The data
====================

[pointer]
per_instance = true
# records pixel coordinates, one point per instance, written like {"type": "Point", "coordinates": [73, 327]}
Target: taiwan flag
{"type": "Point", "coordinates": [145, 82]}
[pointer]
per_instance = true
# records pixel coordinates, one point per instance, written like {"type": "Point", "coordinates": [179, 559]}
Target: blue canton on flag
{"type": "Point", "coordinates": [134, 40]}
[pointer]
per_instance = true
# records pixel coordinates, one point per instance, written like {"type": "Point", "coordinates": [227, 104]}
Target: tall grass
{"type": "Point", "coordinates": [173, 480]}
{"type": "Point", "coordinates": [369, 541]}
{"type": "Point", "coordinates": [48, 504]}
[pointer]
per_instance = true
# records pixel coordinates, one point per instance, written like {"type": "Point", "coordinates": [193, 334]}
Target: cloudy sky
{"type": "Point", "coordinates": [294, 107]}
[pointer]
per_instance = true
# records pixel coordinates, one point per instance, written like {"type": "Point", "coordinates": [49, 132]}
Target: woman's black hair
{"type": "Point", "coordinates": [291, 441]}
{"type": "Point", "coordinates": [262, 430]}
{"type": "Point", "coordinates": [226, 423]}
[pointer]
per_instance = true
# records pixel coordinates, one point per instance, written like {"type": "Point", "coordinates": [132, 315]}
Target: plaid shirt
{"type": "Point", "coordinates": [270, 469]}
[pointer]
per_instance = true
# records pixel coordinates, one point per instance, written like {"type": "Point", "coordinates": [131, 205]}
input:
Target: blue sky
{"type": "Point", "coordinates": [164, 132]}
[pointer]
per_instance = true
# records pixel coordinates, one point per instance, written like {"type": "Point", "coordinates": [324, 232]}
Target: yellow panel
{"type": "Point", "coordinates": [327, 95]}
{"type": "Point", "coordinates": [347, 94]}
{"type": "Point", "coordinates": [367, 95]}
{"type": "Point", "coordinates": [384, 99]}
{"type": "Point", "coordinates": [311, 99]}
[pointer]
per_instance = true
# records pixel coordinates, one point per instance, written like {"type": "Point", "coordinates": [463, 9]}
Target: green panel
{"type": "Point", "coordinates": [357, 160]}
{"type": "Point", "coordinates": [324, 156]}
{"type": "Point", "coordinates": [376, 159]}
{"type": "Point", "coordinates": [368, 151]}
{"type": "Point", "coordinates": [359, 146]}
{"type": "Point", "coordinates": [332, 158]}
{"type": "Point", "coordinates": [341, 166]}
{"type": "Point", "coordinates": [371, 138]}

====================

Problem requirements
Copy out, in full, each line of the data above that contains the string "records".

Task output
# records pixel coordinates, one point per instance, written like {"type": "Point", "coordinates": [73, 327]}
# records pixel coordinates, one point per instance, written like {"type": "Point", "coordinates": [179, 559]}
# records pixel coordinates, one point per instance, written like {"type": "Point", "coordinates": [227, 104]}
# records pixel coordinates, one point per instance, written like {"type": "Point", "coordinates": [193, 334]}
# records pixel coordinates, one point per instance, written like {"type": "Point", "coordinates": [49, 132]}
# records pixel coordinates, one point per instance, written like {"type": "Point", "coordinates": [132, 315]}
# records pixel coordinates, one point per instance, written like {"type": "Point", "coordinates": [131, 205]}
# records pixel coordinates, one point per instance, written like {"type": "Point", "coordinates": [324, 232]}
# records pixel coordinates, one point per instance, written like {"type": "Point", "coordinates": [463, 9]}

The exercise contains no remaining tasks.